[Collection entries]
━━━━━━━━━━━━━━━━━━━━━━━━━━━━━━

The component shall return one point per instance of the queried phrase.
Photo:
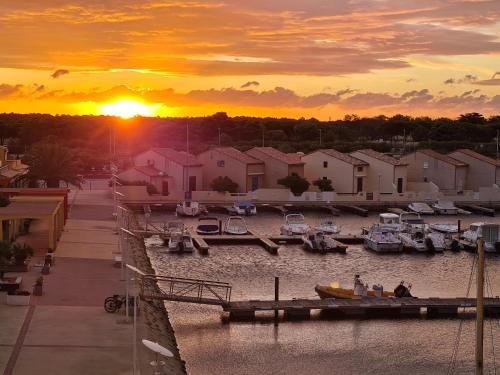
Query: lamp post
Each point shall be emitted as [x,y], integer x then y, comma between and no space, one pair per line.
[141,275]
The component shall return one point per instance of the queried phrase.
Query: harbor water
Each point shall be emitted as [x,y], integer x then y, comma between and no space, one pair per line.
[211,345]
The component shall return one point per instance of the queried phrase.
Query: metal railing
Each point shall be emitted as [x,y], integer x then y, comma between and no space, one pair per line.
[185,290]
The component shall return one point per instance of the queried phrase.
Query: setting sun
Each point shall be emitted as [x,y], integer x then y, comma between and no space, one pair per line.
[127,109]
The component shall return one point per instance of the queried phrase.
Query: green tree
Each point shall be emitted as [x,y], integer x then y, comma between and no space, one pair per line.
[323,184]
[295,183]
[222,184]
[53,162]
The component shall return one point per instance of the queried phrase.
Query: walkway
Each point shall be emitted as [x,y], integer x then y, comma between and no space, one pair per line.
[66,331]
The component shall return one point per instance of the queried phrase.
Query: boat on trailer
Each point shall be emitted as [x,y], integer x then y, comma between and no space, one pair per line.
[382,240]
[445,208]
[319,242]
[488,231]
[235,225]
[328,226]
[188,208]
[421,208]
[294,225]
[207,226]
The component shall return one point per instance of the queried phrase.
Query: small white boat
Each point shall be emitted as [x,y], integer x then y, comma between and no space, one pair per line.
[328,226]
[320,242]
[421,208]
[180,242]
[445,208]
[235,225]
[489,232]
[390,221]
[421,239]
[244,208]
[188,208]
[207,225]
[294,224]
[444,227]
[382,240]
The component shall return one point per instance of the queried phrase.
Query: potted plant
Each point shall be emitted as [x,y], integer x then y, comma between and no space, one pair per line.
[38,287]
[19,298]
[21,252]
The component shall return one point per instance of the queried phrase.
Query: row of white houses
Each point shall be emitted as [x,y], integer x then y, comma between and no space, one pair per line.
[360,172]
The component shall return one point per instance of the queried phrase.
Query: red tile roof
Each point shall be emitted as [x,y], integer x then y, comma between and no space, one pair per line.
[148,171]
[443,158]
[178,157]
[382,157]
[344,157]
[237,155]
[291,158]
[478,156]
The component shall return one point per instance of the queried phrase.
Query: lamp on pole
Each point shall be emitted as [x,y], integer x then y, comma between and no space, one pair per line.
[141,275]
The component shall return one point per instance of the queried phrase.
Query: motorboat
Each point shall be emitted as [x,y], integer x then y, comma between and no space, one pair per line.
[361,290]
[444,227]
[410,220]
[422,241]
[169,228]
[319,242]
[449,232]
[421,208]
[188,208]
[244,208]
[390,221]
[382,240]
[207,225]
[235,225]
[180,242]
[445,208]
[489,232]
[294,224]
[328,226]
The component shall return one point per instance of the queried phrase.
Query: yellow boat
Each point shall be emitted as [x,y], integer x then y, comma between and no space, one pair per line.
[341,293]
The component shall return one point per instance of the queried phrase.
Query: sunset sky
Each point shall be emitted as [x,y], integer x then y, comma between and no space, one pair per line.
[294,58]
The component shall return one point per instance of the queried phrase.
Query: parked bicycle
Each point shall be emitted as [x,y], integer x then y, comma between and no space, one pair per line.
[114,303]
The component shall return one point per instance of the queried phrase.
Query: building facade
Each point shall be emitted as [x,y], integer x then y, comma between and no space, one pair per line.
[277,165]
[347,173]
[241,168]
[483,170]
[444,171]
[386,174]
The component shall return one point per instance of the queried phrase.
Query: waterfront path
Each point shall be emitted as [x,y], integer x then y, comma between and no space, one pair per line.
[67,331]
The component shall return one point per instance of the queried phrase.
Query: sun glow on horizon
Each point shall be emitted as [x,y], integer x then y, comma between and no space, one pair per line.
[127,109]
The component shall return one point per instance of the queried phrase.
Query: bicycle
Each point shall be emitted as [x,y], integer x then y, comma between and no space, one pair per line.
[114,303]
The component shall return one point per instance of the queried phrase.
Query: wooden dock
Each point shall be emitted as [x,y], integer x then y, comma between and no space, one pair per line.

━━━━━━━━━━━━━━━━━━━━━━━━━━━━━━

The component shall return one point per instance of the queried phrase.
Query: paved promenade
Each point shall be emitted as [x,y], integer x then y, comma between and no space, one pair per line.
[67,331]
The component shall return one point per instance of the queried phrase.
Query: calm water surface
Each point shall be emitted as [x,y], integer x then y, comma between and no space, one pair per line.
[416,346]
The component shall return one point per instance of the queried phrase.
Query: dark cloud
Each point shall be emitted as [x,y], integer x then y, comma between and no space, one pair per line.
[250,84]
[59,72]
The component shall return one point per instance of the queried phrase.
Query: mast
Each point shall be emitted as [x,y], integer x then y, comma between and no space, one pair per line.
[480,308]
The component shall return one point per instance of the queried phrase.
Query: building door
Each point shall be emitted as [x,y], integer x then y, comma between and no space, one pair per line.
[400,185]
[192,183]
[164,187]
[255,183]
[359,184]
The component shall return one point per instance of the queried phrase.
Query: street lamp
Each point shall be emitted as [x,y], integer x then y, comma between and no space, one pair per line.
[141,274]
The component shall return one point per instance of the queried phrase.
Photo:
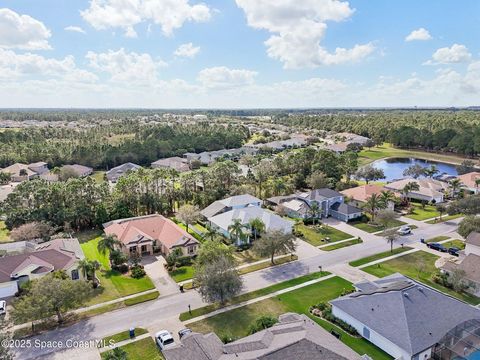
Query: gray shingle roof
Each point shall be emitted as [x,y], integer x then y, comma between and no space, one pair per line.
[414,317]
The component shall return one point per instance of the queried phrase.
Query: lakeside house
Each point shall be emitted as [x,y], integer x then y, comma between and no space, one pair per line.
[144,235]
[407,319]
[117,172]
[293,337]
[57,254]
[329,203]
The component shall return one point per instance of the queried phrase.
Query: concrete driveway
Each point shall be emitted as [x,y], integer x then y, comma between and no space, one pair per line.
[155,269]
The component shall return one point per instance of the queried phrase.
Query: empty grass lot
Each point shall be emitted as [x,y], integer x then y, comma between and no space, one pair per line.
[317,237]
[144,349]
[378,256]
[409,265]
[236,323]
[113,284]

━━━━━━━━━━━━━━━━━━━━━━━━━━━━━━

- **AIM OF THE TASK**
Gather every row above that contains the word "building", and copy each one in full.

- **EXPECTED ANSWER**
Query: building facade
Query: building door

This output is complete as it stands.